Detection annotation records
━━━━━━━━━━━━━━━━━━━━━━━━━━━━━━

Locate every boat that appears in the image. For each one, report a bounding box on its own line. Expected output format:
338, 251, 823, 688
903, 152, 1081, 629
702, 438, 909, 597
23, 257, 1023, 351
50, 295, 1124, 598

━━━━━━━━━━━━━━━━━━━━━━━━━━━━━━

### TO BE DONE
Can you give all of these records again, line for line, without changing anything?

### OUTPUT FOR THIS TASK
Locate every boat that appears in the image. For each one, report a bounding box on its own line. Expected output format:
338, 251, 823, 688
903, 152, 1081, 629
702, 438, 909, 597
23, 257, 1023, 351
50, 295, 1124, 598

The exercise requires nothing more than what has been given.